Les travaux de Garfield et de LaBerge ont abouti à des constatations surprenantes concernant les personnes qu'ils ont entraînées au rêve lucide. Ils ont observé que cette aptitude pouvait opérer d'étonnantes métamorphoses dans le comportement et les capacités, ainsi qu'au niveau de l'équilibre et de la force de la personnalité lors de l'état de veille. Ainsi, des personnes qui ont appris à devenir lucide en rêve ont pu y trouver des avantages considérables.
L'entraînement pour parvenir à acquérir la technique du rêve lucide nécessite de la persévérance et de la patience, mais ce que l'on obtient alors en vaut largement la peine. Ce n'est pas pour rien si Garfield, Stewart et LaBerge ont développé une approche psychothérapeutique par le rêve lucide : en effet, le pouvoir de guérison psychique semble en être énorme. Et cela semble évident puisque dans le rêve (lucide ou non), on serait en prise directe avec les « banques de données » inconscientes et avec l'inconscient lui-même - justement là où se trouvent les blocages.
Dans le rêve lucide, le rêveur peut prendre le contrôle de ce qui se passe. C'est lui qui décide - quand il en a une excellente maîtrise - de ce qu'il veut vivre, expérimenter, trouver, changer, guérir, rencontrer... C'est lui qui imprime ses choix - et non plus ses résistances, ses peurs et ses angoisses ; c'est lui qui s'implique, veut, ordonne et obtient. Pendant que son corps dort et se repose, le mental est conscient et actif, opérationnel et déterminé, il explore et il apprend.

Travail demandé – Reproduisez fidèlement le passage sur le rêve lucide, en commençant à « Dans le rêve lucide, le » et en vous arrêtant à « et il apprend. ».

Données fournies –
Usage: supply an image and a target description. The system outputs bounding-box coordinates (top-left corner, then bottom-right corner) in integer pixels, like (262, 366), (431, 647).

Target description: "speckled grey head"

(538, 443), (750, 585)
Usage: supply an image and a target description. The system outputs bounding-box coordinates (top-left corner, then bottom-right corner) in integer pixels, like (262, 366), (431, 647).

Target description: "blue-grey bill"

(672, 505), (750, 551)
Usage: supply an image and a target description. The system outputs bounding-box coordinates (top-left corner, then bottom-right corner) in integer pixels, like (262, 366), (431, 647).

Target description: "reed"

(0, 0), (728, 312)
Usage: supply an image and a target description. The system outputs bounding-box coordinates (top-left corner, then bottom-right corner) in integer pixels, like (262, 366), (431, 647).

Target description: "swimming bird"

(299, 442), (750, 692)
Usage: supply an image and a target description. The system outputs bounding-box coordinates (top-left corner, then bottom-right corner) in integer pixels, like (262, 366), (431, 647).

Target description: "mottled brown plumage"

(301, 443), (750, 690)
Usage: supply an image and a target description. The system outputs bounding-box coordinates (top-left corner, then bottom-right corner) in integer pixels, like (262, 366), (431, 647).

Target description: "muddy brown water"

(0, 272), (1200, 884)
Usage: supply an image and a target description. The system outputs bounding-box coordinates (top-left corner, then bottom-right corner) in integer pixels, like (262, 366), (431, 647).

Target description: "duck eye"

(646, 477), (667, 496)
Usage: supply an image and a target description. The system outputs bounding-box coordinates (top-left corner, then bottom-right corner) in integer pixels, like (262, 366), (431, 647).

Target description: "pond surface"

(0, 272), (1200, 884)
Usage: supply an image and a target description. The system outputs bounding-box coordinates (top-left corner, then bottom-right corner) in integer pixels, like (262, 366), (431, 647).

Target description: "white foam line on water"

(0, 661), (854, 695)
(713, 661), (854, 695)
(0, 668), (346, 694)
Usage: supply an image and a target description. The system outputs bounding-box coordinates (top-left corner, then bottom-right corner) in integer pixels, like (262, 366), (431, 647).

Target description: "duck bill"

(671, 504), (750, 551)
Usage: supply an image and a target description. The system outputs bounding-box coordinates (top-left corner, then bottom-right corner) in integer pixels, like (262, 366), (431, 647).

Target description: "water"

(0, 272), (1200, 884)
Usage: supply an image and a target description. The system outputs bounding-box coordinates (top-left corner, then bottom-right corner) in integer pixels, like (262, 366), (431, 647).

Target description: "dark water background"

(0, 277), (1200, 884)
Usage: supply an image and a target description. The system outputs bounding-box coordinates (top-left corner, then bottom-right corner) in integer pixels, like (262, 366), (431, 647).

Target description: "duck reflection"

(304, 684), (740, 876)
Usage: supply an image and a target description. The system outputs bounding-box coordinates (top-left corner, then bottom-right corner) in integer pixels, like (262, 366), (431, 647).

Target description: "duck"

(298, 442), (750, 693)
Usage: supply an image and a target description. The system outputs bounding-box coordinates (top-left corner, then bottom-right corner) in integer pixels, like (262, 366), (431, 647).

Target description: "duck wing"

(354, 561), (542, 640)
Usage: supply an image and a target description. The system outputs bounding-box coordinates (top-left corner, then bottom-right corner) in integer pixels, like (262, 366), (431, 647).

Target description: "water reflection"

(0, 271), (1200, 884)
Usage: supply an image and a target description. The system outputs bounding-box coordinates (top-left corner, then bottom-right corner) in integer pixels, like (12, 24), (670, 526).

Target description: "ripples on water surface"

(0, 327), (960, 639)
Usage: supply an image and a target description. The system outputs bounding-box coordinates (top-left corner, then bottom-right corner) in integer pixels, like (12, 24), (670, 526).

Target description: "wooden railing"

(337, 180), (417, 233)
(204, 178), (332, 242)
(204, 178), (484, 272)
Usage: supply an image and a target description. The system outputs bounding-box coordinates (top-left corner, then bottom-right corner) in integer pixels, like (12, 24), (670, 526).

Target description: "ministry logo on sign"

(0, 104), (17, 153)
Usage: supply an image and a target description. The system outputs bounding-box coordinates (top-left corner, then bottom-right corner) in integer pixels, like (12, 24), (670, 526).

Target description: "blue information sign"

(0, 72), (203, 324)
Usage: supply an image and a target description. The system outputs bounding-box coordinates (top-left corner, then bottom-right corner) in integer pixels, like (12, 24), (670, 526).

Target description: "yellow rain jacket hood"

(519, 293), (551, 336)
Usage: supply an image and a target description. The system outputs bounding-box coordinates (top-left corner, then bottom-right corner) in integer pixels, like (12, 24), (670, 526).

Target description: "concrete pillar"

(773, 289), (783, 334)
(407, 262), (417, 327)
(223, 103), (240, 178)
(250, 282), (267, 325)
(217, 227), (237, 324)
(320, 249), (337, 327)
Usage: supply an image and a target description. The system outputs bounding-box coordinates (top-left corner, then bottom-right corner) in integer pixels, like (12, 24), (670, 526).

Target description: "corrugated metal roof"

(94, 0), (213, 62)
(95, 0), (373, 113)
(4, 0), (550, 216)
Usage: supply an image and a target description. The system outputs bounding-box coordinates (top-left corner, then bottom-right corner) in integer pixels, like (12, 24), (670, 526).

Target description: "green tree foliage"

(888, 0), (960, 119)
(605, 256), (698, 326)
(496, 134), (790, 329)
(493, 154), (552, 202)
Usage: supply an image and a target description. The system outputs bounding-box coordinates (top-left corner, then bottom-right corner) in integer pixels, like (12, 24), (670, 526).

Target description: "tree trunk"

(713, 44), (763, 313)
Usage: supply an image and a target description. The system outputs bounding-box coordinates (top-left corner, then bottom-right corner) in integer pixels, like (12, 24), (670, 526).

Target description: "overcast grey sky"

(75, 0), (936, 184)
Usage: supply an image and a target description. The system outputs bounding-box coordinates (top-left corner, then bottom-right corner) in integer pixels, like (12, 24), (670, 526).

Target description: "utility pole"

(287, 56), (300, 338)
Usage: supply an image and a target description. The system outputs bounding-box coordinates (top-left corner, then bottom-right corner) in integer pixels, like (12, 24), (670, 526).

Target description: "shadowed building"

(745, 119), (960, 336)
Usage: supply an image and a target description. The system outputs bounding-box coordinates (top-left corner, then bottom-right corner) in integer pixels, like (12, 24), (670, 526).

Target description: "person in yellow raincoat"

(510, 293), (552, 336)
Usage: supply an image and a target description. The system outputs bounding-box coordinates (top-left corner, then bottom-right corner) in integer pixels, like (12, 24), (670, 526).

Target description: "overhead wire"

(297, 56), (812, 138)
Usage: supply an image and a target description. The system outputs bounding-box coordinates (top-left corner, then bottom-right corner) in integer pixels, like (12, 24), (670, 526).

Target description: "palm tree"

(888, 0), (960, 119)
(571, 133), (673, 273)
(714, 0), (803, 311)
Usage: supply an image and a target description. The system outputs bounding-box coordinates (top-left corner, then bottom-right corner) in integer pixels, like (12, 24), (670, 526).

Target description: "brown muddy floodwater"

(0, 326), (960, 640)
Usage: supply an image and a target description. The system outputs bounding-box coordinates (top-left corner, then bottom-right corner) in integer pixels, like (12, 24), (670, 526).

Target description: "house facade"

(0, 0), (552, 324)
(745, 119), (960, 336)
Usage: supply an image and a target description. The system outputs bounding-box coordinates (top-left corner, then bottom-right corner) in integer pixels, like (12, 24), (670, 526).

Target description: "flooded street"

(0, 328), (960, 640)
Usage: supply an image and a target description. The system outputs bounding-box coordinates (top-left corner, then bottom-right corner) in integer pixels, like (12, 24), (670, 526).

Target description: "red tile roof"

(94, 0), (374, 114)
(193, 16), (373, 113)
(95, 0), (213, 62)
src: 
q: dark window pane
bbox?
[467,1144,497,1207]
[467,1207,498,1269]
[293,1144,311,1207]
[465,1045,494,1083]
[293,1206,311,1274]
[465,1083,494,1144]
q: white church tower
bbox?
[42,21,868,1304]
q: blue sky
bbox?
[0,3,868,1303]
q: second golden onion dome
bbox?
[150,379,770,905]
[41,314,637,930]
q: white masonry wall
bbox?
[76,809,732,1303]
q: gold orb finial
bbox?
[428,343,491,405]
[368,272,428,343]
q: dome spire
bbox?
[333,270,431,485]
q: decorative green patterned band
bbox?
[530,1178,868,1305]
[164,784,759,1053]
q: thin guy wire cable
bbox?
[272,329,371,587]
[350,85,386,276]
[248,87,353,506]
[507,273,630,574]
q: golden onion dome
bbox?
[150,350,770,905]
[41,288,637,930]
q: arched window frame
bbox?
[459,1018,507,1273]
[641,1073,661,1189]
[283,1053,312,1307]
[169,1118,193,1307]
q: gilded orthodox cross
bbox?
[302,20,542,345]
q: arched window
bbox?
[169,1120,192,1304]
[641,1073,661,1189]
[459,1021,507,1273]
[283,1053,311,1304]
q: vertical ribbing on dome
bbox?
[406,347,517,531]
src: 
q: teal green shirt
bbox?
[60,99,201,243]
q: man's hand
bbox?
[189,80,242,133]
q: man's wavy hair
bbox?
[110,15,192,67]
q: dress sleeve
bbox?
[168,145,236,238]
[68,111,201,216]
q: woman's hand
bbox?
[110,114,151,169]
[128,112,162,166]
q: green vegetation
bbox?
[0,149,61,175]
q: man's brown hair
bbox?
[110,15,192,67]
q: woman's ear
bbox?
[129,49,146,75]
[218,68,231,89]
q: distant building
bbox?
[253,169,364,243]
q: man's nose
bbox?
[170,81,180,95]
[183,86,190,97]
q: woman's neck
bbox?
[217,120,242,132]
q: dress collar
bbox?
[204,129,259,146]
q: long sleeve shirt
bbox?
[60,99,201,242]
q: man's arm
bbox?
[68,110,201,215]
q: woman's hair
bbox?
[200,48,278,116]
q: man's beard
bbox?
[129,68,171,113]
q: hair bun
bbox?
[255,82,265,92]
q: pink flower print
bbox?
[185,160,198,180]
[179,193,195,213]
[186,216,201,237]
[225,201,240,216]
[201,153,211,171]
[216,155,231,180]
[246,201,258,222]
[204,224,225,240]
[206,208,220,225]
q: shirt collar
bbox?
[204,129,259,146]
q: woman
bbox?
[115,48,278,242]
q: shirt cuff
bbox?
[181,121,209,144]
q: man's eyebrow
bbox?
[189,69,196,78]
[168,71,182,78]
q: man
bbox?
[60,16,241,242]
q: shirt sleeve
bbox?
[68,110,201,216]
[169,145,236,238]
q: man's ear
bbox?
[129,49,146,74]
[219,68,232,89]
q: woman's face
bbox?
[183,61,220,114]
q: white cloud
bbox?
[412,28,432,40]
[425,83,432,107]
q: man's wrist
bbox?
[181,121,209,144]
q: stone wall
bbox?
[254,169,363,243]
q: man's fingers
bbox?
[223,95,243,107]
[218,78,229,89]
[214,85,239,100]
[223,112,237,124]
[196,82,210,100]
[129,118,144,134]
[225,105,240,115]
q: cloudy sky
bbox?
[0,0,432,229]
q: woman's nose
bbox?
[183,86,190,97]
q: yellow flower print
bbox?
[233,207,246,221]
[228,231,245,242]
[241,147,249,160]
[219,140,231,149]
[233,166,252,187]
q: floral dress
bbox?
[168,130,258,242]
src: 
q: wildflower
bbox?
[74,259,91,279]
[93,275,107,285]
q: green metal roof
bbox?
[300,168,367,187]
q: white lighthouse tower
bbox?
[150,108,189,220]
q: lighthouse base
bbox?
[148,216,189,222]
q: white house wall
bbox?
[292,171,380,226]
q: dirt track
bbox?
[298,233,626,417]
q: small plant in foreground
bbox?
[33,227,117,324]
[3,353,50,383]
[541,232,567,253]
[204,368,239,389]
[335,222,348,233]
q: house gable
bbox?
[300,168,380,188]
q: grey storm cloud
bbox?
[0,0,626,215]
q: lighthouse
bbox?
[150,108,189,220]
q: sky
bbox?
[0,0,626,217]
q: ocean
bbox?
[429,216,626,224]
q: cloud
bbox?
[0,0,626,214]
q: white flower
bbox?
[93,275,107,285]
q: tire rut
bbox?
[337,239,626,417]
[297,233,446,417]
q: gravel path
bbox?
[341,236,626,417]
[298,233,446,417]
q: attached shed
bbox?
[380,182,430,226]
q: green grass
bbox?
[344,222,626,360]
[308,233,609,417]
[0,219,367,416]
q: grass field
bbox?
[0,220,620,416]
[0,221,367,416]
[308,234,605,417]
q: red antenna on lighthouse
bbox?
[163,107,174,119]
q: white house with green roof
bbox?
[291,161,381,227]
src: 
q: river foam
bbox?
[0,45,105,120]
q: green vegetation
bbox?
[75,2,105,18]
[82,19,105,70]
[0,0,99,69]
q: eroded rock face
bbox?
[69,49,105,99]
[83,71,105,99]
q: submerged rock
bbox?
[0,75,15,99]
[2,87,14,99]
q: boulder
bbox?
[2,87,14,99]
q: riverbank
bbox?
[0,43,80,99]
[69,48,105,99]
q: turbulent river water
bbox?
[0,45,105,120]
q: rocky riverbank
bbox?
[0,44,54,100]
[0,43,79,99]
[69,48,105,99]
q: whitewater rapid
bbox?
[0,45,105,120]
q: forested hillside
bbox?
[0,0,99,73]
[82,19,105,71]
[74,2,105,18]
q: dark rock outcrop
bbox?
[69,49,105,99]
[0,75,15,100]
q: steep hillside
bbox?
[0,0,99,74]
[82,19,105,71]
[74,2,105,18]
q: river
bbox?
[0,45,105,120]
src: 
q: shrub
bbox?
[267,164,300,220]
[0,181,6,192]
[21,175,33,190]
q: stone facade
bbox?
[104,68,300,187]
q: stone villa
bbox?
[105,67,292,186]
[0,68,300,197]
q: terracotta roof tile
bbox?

Espace de réponse –
Dans le rêve lucide, le rêveur peut prendre le contrôle de ce qui se passe. C'est lui qui décide - quand il en a une excellente maîtrise - de ce qu'il veut vivre, expérimenter, trouver, changer, guérir, rencontrer... C'est lui qui imprime ses choix - et non plus ses résistances, ses peurs et ses angoisses ; c'est lui qui s'implique, veut, ordonne et obtient. Pendant que son corps dort et se repose, le mental est conscient et actif, opérationnel et déterminé, il explore et il apprend.